** GIVEN RECORDS follows **

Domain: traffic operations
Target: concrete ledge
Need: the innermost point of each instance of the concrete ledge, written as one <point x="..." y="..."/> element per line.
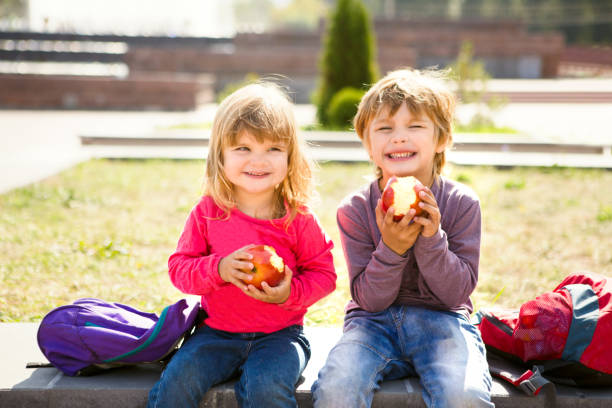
<point x="129" y="387"/>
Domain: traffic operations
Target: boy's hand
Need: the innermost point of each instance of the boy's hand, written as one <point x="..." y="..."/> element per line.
<point x="430" y="222"/>
<point x="232" y="267"/>
<point x="268" y="294"/>
<point x="400" y="235"/>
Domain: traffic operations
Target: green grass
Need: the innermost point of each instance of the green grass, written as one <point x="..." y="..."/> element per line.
<point x="105" y="229"/>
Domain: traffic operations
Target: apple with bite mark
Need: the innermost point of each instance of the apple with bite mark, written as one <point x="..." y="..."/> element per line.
<point x="267" y="266"/>
<point x="402" y="193"/>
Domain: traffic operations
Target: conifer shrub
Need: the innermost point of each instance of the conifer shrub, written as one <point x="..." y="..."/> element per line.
<point x="343" y="107"/>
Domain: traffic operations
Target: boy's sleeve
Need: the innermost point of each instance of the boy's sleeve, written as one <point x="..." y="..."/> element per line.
<point x="375" y="270"/>
<point x="315" y="276"/>
<point x="191" y="268"/>
<point x="448" y="260"/>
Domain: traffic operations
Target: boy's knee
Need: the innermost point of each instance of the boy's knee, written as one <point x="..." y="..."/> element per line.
<point x="267" y="390"/>
<point x="339" y="391"/>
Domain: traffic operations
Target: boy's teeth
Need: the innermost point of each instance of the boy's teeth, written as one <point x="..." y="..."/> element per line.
<point x="400" y="155"/>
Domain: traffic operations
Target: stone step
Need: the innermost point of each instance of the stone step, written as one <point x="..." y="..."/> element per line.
<point x="129" y="387"/>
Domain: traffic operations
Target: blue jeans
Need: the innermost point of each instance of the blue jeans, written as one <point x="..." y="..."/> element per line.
<point x="443" y="348"/>
<point x="268" y="365"/>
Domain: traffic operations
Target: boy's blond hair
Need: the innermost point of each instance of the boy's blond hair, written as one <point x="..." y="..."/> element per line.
<point x="423" y="92"/>
<point x="264" y="110"/>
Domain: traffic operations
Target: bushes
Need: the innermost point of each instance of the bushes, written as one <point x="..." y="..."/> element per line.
<point x="343" y="107"/>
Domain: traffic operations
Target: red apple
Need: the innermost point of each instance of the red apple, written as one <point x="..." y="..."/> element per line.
<point x="267" y="266"/>
<point x="402" y="193"/>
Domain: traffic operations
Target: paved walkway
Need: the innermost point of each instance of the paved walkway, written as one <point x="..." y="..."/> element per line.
<point x="37" y="144"/>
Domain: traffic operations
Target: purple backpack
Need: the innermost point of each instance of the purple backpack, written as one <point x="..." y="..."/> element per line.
<point x="91" y="335"/>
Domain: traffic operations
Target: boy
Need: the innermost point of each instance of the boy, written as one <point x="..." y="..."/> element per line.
<point x="411" y="279"/>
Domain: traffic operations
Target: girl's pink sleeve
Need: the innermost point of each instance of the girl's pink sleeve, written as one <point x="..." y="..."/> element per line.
<point x="315" y="276"/>
<point x="192" y="269"/>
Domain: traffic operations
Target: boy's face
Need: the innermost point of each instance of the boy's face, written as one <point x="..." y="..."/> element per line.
<point x="403" y="144"/>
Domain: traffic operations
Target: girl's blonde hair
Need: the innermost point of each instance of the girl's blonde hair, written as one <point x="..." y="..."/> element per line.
<point x="423" y="92"/>
<point x="264" y="110"/>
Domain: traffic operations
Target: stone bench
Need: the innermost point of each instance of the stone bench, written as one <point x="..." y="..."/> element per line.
<point x="129" y="387"/>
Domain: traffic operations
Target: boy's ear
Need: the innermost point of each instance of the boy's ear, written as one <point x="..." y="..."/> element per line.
<point x="442" y="144"/>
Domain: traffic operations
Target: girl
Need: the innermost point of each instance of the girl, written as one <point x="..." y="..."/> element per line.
<point x="257" y="183"/>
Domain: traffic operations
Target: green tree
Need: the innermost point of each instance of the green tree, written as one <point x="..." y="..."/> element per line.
<point x="348" y="58"/>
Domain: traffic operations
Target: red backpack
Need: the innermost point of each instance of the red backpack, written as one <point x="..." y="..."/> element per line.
<point x="561" y="336"/>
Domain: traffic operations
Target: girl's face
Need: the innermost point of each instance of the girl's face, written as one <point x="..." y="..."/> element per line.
<point x="403" y="144"/>
<point x="254" y="168"/>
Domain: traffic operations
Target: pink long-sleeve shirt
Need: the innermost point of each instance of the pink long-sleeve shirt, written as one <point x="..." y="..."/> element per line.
<point x="438" y="272"/>
<point x="209" y="236"/>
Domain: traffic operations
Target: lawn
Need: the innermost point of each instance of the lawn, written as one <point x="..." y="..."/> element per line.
<point x="106" y="228"/>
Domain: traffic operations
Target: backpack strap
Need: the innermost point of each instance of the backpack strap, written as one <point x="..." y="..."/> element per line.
<point x="530" y="381"/>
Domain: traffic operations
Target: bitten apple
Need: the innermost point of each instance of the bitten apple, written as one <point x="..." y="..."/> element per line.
<point x="267" y="266"/>
<point x="402" y="193"/>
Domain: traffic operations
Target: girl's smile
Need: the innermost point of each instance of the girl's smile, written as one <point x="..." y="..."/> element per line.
<point x="255" y="169"/>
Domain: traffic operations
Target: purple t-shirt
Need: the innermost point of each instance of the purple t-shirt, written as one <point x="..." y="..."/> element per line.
<point x="438" y="272"/>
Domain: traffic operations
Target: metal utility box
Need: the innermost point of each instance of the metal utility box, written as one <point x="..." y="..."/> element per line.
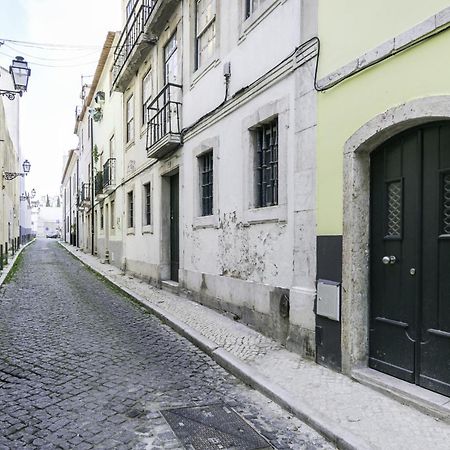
<point x="329" y="299"/>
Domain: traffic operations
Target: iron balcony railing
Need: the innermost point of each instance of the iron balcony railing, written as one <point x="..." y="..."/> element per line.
<point x="134" y="28"/>
<point x="164" y="114"/>
<point x="109" y="173"/>
<point x="84" y="195"/>
<point x="98" y="183"/>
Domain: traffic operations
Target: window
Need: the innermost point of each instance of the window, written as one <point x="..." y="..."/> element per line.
<point x="146" y="95"/>
<point x="130" y="210"/>
<point x="251" y="6"/>
<point x="113" y="213"/>
<point x="130" y="6"/>
<point x="206" y="183"/>
<point x="112" y="147"/>
<point x="171" y="60"/>
<point x="266" y="164"/>
<point x="147" y="204"/>
<point x="130" y="119"/>
<point x="205" y="30"/>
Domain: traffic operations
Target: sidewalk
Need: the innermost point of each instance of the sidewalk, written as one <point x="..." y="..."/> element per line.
<point x="348" y="413"/>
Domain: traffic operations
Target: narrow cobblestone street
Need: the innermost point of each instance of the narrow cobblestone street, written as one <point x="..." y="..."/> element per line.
<point x="83" y="367"/>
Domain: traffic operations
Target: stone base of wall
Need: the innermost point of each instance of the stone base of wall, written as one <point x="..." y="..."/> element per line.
<point x="255" y="304"/>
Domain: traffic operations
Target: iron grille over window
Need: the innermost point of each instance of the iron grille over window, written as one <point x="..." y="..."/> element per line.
<point x="267" y="164"/>
<point x="206" y="183"/>
<point x="147" y="210"/>
<point x="130" y="210"/>
<point x="205" y="30"/>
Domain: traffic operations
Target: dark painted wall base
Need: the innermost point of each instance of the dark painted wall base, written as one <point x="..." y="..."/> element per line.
<point x="328" y="332"/>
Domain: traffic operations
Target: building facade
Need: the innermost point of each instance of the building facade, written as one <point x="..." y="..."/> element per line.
<point x="383" y="160"/>
<point x="211" y="127"/>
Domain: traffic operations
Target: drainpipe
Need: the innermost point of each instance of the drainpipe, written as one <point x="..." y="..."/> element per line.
<point x="77" y="193"/>
<point x="91" y="125"/>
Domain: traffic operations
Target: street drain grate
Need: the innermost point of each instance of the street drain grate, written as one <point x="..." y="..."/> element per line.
<point x="213" y="427"/>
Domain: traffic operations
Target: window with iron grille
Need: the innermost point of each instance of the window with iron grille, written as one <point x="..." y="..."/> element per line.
<point x="205" y="26"/>
<point x="266" y="164"/>
<point x="130" y="119"/>
<point x="130" y="210"/>
<point x="146" y="95"/>
<point x="206" y="183"/>
<point x="171" y="60"/>
<point x="147" y="204"/>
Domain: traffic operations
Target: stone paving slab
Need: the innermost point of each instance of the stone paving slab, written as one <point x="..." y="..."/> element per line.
<point x="350" y="414"/>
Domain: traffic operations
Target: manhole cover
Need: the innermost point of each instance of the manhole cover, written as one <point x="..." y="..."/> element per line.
<point x="213" y="427"/>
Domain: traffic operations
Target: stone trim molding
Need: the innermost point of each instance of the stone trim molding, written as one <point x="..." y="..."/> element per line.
<point x="355" y="266"/>
<point x="395" y="45"/>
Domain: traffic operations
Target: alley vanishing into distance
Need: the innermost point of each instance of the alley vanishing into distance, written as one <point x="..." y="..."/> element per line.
<point x="82" y="366"/>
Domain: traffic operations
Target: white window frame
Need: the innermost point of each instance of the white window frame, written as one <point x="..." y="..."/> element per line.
<point x="268" y="112"/>
<point x="212" y="221"/>
<point x="200" y="32"/>
<point x="146" y="100"/>
<point x="129" y="117"/>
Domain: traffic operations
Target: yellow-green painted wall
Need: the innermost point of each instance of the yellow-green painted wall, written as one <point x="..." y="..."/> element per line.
<point x="347" y="30"/>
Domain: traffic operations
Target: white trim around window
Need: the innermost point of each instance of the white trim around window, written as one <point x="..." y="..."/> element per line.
<point x="265" y="114"/>
<point x="210" y="221"/>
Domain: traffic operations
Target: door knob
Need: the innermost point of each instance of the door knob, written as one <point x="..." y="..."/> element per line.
<point x="389" y="259"/>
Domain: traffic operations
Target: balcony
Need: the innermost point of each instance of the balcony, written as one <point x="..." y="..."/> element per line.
<point x="84" y="196"/>
<point x="146" y="20"/>
<point x="109" y="176"/>
<point x="98" y="185"/>
<point x="164" y="123"/>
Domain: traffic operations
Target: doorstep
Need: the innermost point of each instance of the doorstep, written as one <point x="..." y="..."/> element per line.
<point x="424" y="400"/>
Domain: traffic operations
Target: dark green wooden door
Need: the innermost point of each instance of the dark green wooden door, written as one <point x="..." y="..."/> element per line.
<point x="410" y="257"/>
<point x="174" y="228"/>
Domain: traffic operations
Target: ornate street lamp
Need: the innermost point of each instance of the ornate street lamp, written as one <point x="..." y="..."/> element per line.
<point x="11" y="175"/>
<point x="27" y="195"/>
<point x="20" y="74"/>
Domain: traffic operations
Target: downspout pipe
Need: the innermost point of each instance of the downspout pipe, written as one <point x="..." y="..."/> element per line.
<point x="91" y="125"/>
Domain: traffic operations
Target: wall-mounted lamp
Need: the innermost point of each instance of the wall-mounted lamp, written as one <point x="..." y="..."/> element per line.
<point x="100" y="98"/>
<point x="11" y="175"/>
<point x="28" y="196"/>
<point x="20" y="74"/>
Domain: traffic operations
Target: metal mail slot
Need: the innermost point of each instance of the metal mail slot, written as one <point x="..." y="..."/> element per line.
<point x="328" y="299"/>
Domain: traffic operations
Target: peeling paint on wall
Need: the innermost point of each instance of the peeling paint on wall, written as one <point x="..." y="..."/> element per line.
<point x="244" y="254"/>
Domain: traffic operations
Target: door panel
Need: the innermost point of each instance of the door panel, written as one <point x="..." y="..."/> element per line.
<point x="410" y="219"/>
<point x="435" y="345"/>
<point x="394" y="194"/>
<point x="174" y="228"/>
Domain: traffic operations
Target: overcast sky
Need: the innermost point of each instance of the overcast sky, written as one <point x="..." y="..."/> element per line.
<point x="73" y="33"/>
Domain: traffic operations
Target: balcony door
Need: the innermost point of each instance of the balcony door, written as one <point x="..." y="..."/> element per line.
<point x="171" y="75"/>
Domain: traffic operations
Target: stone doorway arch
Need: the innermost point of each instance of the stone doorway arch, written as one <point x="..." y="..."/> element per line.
<point x="355" y="270"/>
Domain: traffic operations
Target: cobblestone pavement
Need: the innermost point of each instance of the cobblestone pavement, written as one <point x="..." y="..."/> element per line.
<point x="83" y="367"/>
<point x="352" y="409"/>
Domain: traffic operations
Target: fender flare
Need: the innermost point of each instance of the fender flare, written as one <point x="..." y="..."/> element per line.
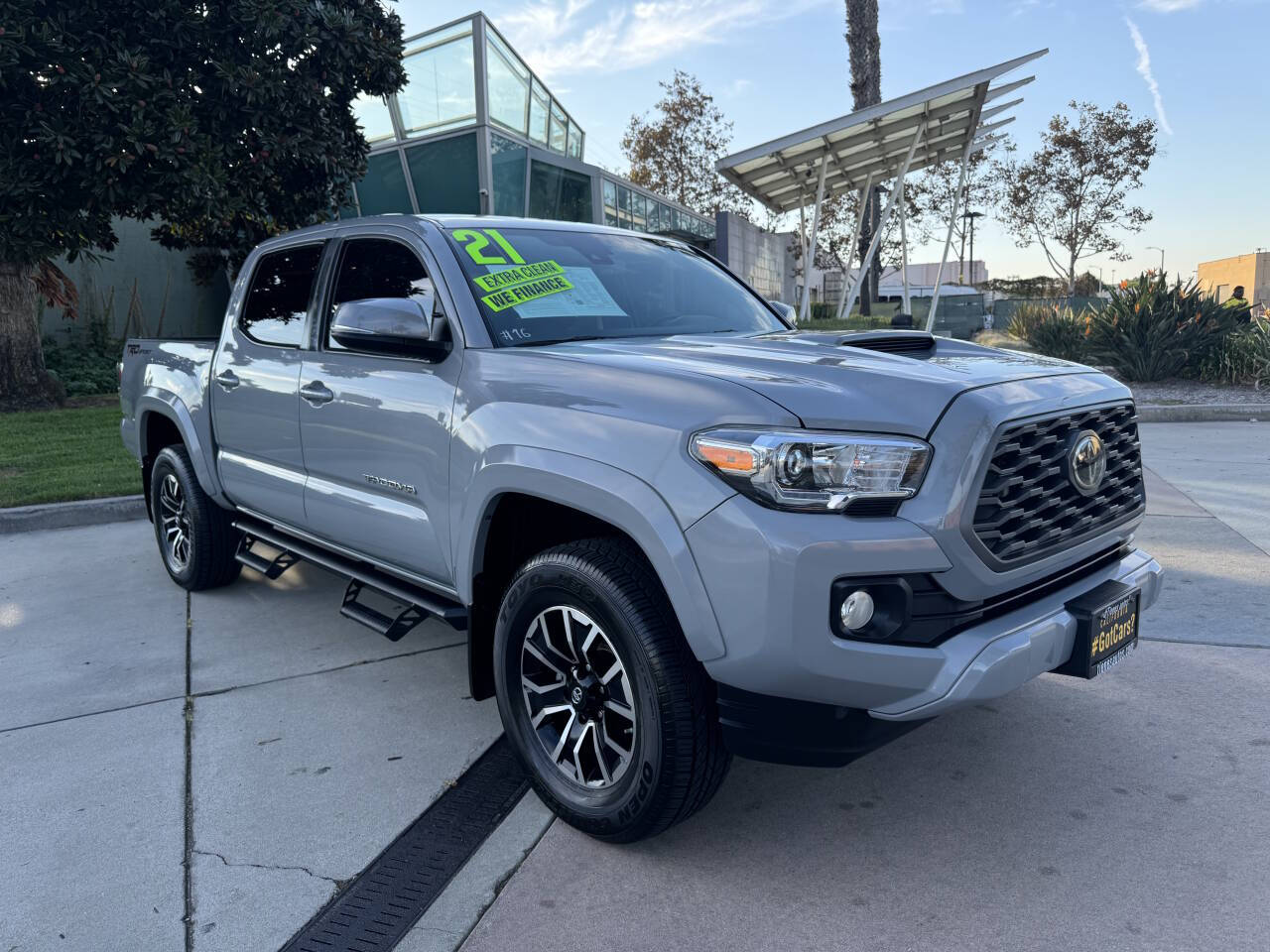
<point x="167" y="404"/>
<point x="604" y="493"/>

** End of GIVEN RECORDS **

◆ DESCRIPTION OF THE TASK: Your copy should begin at the line containing "Target: fender flare" and end at the last line of the data above, matching each line exactly and holding no pictures.

◆ OUTPUT OF THE TASK:
Target: fender flare
Need: the innermost point of each instance of the fender flare, written as one <point x="..." y="..."/> element per line.
<point x="167" y="404"/>
<point x="604" y="493"/>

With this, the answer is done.